-- What you are asked to do --
Please output exactly the lines from the one containing "of the black" through the last line of the records, both included.

BEGIN

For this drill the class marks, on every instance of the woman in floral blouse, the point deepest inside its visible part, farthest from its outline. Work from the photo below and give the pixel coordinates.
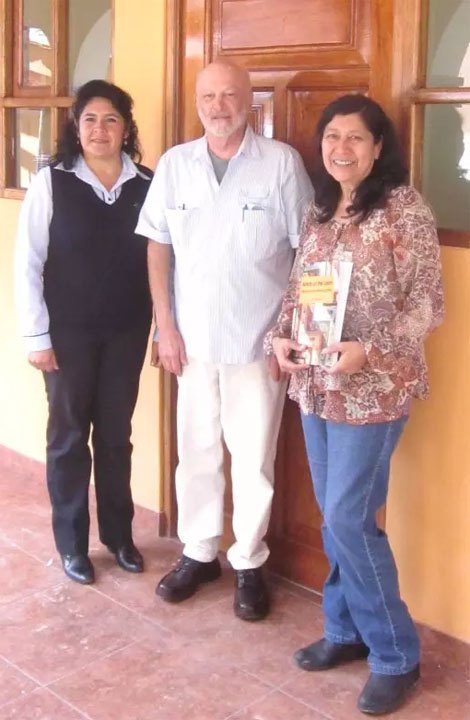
(354, 413)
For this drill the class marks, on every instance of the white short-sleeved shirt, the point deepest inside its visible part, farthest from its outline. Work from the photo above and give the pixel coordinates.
(233, 243)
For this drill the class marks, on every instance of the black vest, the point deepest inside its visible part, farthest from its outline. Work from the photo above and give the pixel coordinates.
(95, 276)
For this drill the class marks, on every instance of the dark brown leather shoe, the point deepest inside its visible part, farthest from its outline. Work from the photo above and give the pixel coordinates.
(251, 595)
(183, 581)
(385, 693)
(78, 568)
(324, 655)
(128, 557)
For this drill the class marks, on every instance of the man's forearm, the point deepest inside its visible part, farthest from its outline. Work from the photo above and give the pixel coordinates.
(159, 261)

END

-- Result --
For this drill the class marks, on every instance of the black vest, the point deepest inside its visible part, farthest from its outline. Work from the photo above and give the pixel coordinates.
(95, 276)
For this drill the class marks, on every instance of the dark brown leather shoe, the point deepest inside its visible part, farthest from its outline. Work from the photo above and give the pixel coordinates.
(251, 595)
(183, 581)
(385, 693)
(78, 568)
(324, 655)
(128, 557)
For this drill the class marks, on every instance of the man's forearm, the point deepest inside its visible part, farthest from its outline. Work from the photo above and give the pixel coordinates.
(159, 261)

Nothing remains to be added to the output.